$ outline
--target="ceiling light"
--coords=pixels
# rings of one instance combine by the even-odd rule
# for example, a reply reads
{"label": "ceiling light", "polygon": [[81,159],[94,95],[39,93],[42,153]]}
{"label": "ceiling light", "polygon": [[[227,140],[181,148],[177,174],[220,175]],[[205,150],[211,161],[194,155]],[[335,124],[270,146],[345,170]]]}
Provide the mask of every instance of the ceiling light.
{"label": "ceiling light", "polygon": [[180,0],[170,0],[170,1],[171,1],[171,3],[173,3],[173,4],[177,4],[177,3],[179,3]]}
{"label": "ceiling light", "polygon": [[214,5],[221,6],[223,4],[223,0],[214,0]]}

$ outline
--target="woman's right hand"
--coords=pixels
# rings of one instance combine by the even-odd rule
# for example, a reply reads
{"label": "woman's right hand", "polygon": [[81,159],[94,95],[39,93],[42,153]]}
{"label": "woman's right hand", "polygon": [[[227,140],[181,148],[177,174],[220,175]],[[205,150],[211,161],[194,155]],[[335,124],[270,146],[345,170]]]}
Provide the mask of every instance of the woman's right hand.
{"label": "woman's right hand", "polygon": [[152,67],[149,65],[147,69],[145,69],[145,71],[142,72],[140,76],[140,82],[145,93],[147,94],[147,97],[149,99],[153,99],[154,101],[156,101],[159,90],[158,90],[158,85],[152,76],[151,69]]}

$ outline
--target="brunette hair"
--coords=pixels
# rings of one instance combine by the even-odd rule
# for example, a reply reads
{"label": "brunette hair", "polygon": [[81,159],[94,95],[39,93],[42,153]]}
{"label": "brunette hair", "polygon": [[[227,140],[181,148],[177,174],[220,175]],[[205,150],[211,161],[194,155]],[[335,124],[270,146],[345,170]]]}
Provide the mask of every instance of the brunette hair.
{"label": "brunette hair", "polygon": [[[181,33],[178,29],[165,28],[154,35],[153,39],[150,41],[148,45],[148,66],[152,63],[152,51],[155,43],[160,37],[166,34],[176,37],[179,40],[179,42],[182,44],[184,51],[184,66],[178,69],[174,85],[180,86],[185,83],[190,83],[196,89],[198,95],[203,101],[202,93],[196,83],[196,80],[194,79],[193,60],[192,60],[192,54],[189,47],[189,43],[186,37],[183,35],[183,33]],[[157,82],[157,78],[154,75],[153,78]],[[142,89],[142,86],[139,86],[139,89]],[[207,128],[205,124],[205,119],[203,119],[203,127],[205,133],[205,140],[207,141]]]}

WORK ORDER — The lines to return are those holding the string "target" anywhere in the listing above.

ANSWER BELOW —
--target="ceiling light"
--target="woman's right hand"
--target="brunette hair"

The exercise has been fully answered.